The problem: Copy word for word the lines from the start of the records through the line that contains "positive clicks: (1032, 267)", both included.

Records from a collection
Content starts
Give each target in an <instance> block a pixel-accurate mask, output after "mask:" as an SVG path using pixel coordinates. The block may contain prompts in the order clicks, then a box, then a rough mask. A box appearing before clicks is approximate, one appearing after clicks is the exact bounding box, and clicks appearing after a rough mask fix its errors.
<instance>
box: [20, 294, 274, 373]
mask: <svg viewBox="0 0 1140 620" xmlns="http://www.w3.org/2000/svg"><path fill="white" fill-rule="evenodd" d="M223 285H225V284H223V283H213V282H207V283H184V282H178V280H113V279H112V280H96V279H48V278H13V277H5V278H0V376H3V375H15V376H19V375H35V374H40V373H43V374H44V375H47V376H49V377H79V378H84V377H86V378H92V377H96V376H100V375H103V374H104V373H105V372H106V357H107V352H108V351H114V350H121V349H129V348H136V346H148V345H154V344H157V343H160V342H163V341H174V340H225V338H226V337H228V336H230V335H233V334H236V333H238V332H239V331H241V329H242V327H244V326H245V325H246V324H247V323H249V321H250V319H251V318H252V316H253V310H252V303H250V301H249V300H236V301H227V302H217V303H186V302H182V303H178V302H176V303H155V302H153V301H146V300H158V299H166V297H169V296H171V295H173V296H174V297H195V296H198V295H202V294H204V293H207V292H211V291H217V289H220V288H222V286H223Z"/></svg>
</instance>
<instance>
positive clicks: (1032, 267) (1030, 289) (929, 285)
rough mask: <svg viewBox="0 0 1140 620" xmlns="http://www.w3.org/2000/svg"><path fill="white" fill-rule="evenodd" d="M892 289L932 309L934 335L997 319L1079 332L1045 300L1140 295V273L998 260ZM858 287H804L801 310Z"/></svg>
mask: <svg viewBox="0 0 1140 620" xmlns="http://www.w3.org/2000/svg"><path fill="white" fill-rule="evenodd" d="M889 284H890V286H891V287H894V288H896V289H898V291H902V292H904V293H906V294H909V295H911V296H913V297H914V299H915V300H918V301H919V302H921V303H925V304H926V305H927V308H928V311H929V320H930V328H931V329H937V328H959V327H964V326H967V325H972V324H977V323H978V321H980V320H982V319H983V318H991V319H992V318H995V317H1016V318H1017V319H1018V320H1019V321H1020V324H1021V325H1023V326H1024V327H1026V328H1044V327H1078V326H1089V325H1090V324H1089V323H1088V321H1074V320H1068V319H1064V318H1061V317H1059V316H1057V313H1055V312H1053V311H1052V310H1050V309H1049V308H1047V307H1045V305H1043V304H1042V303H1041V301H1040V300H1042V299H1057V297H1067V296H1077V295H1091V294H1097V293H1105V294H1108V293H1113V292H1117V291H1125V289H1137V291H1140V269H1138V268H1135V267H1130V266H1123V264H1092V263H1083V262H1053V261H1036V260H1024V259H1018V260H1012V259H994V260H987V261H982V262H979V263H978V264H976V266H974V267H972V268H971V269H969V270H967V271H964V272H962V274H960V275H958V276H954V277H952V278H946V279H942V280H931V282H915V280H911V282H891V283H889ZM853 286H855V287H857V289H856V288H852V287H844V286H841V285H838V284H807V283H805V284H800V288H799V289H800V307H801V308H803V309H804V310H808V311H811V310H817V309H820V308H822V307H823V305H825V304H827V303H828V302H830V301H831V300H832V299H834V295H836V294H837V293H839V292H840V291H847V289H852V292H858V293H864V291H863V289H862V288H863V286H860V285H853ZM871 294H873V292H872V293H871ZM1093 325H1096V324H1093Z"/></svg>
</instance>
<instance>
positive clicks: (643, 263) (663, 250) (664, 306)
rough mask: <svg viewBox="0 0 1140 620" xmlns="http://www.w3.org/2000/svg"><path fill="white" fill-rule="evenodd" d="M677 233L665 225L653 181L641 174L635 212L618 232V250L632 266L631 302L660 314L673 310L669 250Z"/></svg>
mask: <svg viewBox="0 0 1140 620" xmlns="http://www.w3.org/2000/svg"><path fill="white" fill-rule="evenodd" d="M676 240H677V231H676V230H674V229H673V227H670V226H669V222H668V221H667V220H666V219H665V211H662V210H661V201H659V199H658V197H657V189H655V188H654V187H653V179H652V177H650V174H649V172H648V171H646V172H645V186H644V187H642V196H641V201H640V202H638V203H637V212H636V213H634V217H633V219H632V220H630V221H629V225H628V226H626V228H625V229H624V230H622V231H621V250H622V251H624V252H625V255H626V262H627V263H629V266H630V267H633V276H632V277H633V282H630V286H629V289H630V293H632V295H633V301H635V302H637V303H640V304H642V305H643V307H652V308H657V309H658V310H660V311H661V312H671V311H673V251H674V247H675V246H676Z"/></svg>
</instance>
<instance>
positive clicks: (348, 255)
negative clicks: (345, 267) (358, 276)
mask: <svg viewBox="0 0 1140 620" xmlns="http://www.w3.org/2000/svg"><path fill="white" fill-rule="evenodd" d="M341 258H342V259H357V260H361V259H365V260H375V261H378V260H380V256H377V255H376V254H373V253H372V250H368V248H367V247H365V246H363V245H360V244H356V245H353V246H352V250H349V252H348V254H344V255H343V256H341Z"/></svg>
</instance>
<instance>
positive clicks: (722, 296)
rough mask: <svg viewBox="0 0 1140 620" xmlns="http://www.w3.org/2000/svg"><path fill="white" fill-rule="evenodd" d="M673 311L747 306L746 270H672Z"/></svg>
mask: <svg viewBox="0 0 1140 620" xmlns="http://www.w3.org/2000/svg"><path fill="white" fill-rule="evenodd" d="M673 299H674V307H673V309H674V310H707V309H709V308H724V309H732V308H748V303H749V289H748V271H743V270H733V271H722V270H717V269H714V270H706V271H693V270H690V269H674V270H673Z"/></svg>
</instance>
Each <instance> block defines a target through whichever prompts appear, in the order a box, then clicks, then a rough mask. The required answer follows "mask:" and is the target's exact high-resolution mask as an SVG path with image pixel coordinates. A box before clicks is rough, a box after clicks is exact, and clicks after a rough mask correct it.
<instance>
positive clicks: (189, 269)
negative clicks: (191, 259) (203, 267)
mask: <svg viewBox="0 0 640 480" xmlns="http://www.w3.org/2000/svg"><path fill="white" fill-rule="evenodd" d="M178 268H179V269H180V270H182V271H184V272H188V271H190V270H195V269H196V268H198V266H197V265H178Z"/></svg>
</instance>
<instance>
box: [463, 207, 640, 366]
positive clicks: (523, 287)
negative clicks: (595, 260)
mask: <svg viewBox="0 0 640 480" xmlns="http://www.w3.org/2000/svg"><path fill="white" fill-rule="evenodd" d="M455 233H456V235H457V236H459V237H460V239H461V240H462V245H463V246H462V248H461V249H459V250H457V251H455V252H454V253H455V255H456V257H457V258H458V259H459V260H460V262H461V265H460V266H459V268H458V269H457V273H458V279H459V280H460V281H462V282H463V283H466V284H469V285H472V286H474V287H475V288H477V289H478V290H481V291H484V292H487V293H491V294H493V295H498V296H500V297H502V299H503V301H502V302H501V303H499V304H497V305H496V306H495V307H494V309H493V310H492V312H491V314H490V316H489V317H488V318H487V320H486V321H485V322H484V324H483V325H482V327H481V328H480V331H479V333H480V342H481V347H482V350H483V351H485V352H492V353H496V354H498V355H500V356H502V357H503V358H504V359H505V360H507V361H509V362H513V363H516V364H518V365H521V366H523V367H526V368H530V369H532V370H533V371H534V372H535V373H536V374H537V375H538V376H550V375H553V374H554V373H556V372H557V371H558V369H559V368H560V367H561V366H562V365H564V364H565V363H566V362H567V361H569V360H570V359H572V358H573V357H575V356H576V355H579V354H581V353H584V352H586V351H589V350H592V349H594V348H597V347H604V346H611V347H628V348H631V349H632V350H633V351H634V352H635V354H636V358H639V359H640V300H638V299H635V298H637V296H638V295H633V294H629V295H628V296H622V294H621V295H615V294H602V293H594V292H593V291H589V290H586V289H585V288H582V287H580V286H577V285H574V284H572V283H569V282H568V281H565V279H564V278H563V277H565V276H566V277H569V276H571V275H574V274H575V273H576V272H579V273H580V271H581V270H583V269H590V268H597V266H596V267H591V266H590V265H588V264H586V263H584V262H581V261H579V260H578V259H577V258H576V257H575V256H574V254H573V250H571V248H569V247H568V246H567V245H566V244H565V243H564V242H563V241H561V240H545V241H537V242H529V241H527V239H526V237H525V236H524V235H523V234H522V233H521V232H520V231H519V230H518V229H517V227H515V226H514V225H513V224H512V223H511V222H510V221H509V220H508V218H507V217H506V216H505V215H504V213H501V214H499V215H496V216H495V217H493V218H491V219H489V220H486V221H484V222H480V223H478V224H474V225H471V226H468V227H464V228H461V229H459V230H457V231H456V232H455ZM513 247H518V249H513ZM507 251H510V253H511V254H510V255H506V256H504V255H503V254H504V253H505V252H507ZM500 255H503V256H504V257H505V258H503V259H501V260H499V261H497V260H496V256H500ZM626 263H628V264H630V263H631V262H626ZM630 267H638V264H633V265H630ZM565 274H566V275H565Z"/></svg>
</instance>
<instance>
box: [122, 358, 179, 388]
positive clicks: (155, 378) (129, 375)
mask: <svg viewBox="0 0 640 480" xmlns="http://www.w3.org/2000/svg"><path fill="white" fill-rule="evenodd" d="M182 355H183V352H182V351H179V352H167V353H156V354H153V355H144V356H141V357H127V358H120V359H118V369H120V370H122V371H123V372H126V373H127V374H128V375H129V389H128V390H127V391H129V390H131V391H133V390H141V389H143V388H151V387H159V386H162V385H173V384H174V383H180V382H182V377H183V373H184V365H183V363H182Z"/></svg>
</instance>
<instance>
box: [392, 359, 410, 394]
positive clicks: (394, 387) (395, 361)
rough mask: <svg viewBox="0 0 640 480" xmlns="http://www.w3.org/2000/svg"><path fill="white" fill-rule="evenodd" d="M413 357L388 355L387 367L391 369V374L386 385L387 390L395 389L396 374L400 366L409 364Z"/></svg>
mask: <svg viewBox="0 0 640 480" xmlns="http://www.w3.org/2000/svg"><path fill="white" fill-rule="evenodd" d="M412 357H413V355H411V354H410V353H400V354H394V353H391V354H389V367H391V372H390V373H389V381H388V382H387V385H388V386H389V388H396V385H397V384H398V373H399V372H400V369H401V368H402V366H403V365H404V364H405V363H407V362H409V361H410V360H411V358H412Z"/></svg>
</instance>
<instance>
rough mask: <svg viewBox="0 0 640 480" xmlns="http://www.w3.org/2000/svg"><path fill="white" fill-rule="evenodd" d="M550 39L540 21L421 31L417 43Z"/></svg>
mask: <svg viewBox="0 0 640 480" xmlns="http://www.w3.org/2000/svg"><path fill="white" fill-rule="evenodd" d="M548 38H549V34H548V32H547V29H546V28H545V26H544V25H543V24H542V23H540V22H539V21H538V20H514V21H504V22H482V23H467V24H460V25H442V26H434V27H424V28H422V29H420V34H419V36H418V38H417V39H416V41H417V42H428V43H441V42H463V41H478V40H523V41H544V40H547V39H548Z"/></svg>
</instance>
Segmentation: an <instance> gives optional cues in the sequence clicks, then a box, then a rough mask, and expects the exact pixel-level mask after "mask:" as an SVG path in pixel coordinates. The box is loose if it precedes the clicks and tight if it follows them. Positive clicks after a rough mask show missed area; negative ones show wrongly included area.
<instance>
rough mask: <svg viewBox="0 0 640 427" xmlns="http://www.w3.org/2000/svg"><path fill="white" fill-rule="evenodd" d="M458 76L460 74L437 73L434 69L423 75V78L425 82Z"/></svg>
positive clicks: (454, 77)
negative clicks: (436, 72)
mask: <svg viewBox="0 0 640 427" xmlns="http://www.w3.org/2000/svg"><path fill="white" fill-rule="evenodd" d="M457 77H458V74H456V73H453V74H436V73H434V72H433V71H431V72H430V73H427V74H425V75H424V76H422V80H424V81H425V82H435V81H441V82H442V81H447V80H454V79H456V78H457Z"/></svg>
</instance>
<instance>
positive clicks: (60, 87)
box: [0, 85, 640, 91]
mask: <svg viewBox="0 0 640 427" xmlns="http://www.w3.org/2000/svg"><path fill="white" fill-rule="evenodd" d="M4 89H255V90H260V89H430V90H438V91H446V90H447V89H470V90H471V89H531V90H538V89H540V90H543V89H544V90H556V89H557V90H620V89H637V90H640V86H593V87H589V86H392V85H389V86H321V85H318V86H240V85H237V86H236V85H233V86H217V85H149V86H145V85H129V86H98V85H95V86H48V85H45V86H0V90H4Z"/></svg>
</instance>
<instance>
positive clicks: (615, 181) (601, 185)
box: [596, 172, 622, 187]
Content ends
Response to this exercise:
Give each target in an <instance> block a pixel-accurate mask, output after "mask:" as an SVG path using pixel coordinates. The block may contain prompts in the order clicks, then a box, then a rough mask. A box appearing before clicks is approximate, one appearing after clicks is the exact bounding box, and clicks appearing after a rough mask fix its errors.
<instance>
box: [20, 294, 274, 373]
mask: <svg viewBox="0 0 1140 620" xmlns="http://www.w3.org/2000/svg"><path fill="white" fill-rule="evenodd" d="M223 285H225V284H223V283H213V282H207V283H184V282H178V280H113V279H112V280H96V279H48V278H13V277H5V278H0V376H3V375H15V376H19V375H35V374H40V373H43V374H44V375H47V376H49V377H79V378H84V377H86V378H92V377H96V376H100V375H103V374H104V373H105V372H106V357H107V352H108V351H114V350H121V349H129V348H136V346H148V345H154V344H157V343H160V342H163V341H174V340H225V338H226V337H228V336H230V335H233V334H236V333H238V332H239V331H241V329H242V327H244V326H245V325H246V324H247V323H249V321H250V319H251V318H252V316H253V310H252V303H250V301H249V300H236V301H227V302H217V303H186V302H182V303H178V302H176V303H155V302H153V301H146V300H158V299H166V297H169V296H171V295H173V296H174V297H195V296H198V295H202V294H204V293H207V292H211V291H217V289H220V288H222V286H223Z"/></svg>
</instance>
<instance>
positive clicks: (1032, 267) (1030, 289) (929, 285)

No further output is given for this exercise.